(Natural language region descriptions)
*-*-*
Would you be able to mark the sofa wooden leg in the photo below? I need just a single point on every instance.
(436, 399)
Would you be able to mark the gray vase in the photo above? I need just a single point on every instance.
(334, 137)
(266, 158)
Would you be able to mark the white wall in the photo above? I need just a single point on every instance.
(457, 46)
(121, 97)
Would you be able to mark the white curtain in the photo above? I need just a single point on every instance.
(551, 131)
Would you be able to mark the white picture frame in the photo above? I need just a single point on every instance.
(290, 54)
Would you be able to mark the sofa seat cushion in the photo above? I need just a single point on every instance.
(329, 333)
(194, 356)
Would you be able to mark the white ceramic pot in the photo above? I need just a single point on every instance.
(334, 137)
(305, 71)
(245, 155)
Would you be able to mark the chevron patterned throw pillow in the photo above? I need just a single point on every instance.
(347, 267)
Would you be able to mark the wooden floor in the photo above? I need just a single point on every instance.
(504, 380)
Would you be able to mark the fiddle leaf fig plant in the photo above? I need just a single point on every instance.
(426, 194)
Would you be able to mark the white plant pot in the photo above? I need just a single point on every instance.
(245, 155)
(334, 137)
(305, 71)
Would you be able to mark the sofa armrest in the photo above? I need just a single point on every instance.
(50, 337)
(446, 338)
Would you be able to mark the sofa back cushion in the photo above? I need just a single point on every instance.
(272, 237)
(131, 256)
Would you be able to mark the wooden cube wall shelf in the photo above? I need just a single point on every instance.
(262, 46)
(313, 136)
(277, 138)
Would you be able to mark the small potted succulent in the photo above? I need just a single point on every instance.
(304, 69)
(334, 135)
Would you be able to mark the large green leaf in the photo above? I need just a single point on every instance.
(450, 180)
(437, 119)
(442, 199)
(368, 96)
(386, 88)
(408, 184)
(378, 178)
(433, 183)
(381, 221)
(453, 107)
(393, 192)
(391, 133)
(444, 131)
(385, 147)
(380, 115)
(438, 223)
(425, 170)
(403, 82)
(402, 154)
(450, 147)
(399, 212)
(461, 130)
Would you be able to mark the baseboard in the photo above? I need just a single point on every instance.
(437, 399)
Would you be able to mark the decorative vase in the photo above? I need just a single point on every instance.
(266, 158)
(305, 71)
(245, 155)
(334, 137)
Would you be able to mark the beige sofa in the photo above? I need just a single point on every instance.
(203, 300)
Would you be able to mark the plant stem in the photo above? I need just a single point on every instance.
*-*-*
Work instruction: For every record above, print an exact copy.

Written reply:
Would you be able to mark the sofa wooden leg in the photo below? I need just a single point on every instance.
(436, 399)
Would you be able to mark the gray vase in the photo above? I need just a single point on every instance.
(334, 137)
(266, 158)
Would you be able to mark the white wall in the photo above? I need just a single point on every instance.
(457, 46)
(121, 97)
Would you be able to mark the white curtain in the photo above? I need just a single point on every instance.
(551, 131)
Would you be able to mark the white picture frame in the photo above? I need just a single point on every instance.
(290, 54)
Would you be able to mark the sofa seat cushion in the photo above? I need just a single point on every instance.
(329, 333)
(194, 356)
Would you be able to mark the white ceramic pot in the photo above? I need just a single point on every instance.
(334, 137)
(305, 71)
(245, 155)
Would you be able to mark the chevron patterned throw pillow in the photo above? I need just a single point on every instance.
(347, 267)
Would you be able to mark the wooden floor in the photo above? I need just a single point on every instance.
(504, 380)
Would you be able to mark the fiddle leaf fig plant in the photo above? I need just a single point on every instance.
(426, 194)
Would you be able to mark the white plant pot in the photo above? I need just a single point on every instance.
(245, 155)
(334, 137)
(305, 71)
Would you be able to mark the sofa armrest in the photo above? I need just a single point on every instance.
(50, 337)
(446, 338)
Would you be able to mark the sofa back cushion in the photo above? I need just a single point on every instance.
(272, 237)
(131, 256)
Would you be able to mark the wooden cube wall shelf in the photo above? I need just a single point on every instance.
(262, 46)
(313, 136)
(277, 138)
Would you be able to mark the small potted succulent in the photo above? I need just a single point on every instance.
(304, 69)
(334, 135)
Would you be able to mark the large green leaf in the photo above? I need just a single point on every instance.
(450, 180)
(437, 119)
(442, 199)
(368, 96)
(386, 88)
(408, 184)
(378, 178)
(433, 183)
(381, 221)
(453, 107)
(393, 192)
(391, 133)
(444, 131)
(385, 147)
(380, 115)
(438, 223)
(425, 170)
(403, 82)
(402, 154)
(450, 147)
(399, 212)
(461, 130)
Would you be able to mark the baseboard in the photo above? I need just a single point on every instance.
(437, 399)
Would you be able to mark the decorative vase in the photo above? I need just a single point on every instance.
(266, 158)
(305, 71)
(245, 155)
(334, 137)
Would you be able to mark the beige sofa in the photo above? I need just a single point on every instance.
(203, 300)
Would you be able to mark the plant stem in the photo above? I need just a single point on every instance.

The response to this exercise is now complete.